* **Text provided**:
_____

East Macedonia (Kavala) Lighthouses
Note: Greek Macedonia, located at the northwestern end of the Aegean Sea, is not to be confused with the former Yugoslav republic of Macedonia, which is an independent, land-locked country to the north. This region and the adjoining region of Central Macedonia became part of Greece in 1913.
* Ákra Kará Ormán (Kavála, Kabála)
Date unknown. Active; focal plane 33 m (108 ft); white flash every 5 s. 4 m (13 ft) round lantern, painted white, mounted on a concrete pad. Trabas has a closeup photo, another photo is available, and the lantern is barely visible in a Google satellite view. Kavála, located on the mainland opposite the island of Thasos, is the principal port of eastern Macedonia. Located at the tip of a blunt peninsula that shelters the east side of the harbor of Kavála. Site open, tower closed. Admiralty N4540; NGA 16736.

_____

Excerpts of pointing data
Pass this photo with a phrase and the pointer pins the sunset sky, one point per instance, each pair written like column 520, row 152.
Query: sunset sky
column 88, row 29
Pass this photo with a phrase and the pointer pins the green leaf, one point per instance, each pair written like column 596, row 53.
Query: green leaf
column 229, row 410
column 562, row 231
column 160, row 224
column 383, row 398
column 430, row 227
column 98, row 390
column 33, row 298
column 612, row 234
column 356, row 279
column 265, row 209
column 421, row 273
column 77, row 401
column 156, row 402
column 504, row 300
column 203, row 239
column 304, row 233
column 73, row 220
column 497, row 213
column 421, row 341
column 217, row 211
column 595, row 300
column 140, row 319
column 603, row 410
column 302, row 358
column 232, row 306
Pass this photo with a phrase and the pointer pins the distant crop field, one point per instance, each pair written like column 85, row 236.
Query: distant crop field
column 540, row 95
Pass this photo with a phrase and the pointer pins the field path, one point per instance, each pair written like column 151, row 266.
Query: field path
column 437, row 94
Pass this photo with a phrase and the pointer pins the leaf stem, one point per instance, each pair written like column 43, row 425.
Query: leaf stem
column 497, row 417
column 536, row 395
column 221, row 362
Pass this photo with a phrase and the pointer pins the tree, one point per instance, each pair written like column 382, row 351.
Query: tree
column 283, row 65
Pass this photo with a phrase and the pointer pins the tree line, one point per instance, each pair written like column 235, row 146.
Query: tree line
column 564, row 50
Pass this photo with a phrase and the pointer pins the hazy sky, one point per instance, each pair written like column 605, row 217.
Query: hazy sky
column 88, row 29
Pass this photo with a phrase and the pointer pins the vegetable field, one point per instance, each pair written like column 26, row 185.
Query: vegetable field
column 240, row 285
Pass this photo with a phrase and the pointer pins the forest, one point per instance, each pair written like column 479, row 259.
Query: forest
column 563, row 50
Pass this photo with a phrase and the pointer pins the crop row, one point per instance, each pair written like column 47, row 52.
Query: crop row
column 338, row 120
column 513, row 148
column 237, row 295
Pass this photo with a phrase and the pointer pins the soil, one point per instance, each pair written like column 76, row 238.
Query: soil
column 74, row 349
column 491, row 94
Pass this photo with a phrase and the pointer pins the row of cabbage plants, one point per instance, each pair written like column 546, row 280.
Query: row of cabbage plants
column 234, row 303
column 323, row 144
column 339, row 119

_____

* **Directions**:
(a) According to the East Macedonia lighthouses text, in what year did this region become part of Greece?
(b) Write out the passage of the East Macedonia lighthouses text between "East Macedonia (Kavala)" and "Ormán (Kavála, Kabála)", inclusive.
(c) Extend the East Macedonia lighthouses text past its final sentence.

* **Answers to the problems**:
(a) 1913

(b)
East Macedonia (Kavala) Lighthouses
Note: Greek Macedonia, located at the northwestern end of the Aegean Sea, is not to be confused with the former Yugoslav republic of Macedonia, which is an independent, land-locked country to the north. This region and the adjoining region of Central Macedonia became part of Greece in 1913.
* Ákra Kará Ormán (Kavála, Kabála)

(c)
Alexandroupolis Light
Alexandroupolis Light, Alexandroupolis, May 2013
Flickr Creative Commons photo by Dimitris Siskopoulos
* Kavála (Kabála) North Breakwater
Date unknown. Active; focal plane 11 m (36 ft); red flash every 2 s. 11 m (36 ft) post light on a hexagonal base, standing atop a 1-story stone pierhead building. Lighthouse painted white with one narrow red band around the hexagonal section. Trabas has a photo, and Google has a fuzzy satellite view of the pier. Located at the end of the north (really west) breakwater of Kávala. Accessible by walking the pier. Site open, tower closed. Admiralty N4542; NGA 16744.

Central Macedonia Lighthouses
* Kassandra (Posidi)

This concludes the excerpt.